**Short task A**
Using the news report on the shooting below, mark each statement yes or no and quote the words from the report that settle it: (i) No officers were hurt. (ii) Cleveland Avenue had reopened by 9:30 p.m. (iii) Tammy Bond was checking out when the intercom announcement came.
**Short task B**
Write the next part of the news report on the shooting below, picking up after its last sentence.

── Text ──

No officers were injured. The officer who fired his gun will be on administrative leave during the investigation, Wohl confirmed.
As of 9:30 p.m., Cleveland Avenue was still blocked near the store, and Wohl said she expected the scene to remain active throughout the night.
“Our regional independent investigation team will be spending the night documenting everything to do with the officer-involved shooting,” Wohl said.
Some shoppers who had been inside or leaving the store when the shooting occurred were still standing outside police tape at that time, with grocery carts of goods in-hand, waiting to return to their vehicles and go home.
One shopper, Tammy Bond, told The Olympian she was checking out when an announcement came over the intercom telling shoppers they couldn’t leave the building. She was near the sliding glass doors, she said, and could see a truck surrounded by police officers.
“That lasted for maybe 15 minutes or so,” she said, and it looked like an officer was trying to talk to the driver before he took off and “started driving erratically,” looking like he might have been trying to find a way out of the lot or get “some sort of attention.”

───
── Record excerpts ──

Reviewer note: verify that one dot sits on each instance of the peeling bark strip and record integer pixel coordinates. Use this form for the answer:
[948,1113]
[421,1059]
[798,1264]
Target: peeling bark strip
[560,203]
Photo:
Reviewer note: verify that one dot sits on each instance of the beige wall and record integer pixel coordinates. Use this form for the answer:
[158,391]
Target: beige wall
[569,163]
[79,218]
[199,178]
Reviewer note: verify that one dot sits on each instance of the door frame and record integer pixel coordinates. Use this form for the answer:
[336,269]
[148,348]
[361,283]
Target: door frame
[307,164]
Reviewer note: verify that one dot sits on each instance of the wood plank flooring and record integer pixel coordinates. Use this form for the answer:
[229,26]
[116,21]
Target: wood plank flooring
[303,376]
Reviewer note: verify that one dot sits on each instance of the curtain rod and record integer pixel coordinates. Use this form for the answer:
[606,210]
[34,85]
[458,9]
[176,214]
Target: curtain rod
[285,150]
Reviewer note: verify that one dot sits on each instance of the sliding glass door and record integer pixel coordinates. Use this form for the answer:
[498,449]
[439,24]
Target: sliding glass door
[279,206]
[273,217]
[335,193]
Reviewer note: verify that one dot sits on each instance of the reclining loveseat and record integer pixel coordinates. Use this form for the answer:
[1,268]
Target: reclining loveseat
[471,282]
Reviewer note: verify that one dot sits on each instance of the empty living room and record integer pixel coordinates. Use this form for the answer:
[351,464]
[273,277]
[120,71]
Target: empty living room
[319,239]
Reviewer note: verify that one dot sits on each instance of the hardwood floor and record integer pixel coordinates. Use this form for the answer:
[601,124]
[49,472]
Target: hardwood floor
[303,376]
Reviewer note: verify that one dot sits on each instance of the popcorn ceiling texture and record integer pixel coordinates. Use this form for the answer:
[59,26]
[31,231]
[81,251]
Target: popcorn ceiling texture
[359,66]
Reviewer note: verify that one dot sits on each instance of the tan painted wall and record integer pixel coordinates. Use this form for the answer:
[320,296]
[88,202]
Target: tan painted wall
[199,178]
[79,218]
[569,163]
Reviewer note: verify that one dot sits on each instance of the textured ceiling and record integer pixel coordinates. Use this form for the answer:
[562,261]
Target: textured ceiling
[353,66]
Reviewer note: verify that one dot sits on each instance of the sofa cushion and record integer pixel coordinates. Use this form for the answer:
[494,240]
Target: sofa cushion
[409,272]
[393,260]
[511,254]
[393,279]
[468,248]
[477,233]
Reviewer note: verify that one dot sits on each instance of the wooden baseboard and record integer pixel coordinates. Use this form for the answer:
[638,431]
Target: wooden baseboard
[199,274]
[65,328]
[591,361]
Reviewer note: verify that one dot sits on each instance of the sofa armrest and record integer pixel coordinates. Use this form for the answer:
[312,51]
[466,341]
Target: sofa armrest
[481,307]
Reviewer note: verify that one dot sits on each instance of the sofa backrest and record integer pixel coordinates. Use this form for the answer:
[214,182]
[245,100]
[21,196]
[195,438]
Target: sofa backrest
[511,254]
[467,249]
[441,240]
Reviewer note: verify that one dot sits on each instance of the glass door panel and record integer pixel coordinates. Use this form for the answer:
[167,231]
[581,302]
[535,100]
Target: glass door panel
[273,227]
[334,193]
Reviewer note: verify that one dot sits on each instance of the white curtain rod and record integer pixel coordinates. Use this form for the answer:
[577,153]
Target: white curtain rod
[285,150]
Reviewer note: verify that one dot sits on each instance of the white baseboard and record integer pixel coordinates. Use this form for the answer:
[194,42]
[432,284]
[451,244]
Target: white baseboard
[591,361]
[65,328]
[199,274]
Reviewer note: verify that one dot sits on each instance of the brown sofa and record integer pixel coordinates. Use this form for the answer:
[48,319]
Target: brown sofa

───

**Task answer A**
(i) Yes: "No officers were injured."
(ii) No: "As of 9:30 p.m., Cleveland Avenue was still blocked near the store"
(iii) Yes: "she was checking out when an announcement came over the intercom telling shoppers they couldn’t leave the building"

**Task answer B**
“Then he pulled on that side of the building,” Bond said, pointing east. Officers were standing in front of the door where she was standing and had a spike strip, she said. The driver took off again, swerved and it “looked like he was going to hit one of the officers,” Bond said, before the officer jumped out of the way, turned, and shot at the truck as it passed.
She heard four gunshots and the truck then drove up onto a landscaped area, Bond said, and officers moved toward the car. At that point, another announcement directed shoppers to the back of the store, and they were eventually ushered out a side door.
About 9:40 p.m., a friend came to take Bond home. But Steve Henley, another shopper in the store during the incident, said he couldn’t yet leave because his dog was in his vehicle, still in the parking lot that had become the scene of an investigation.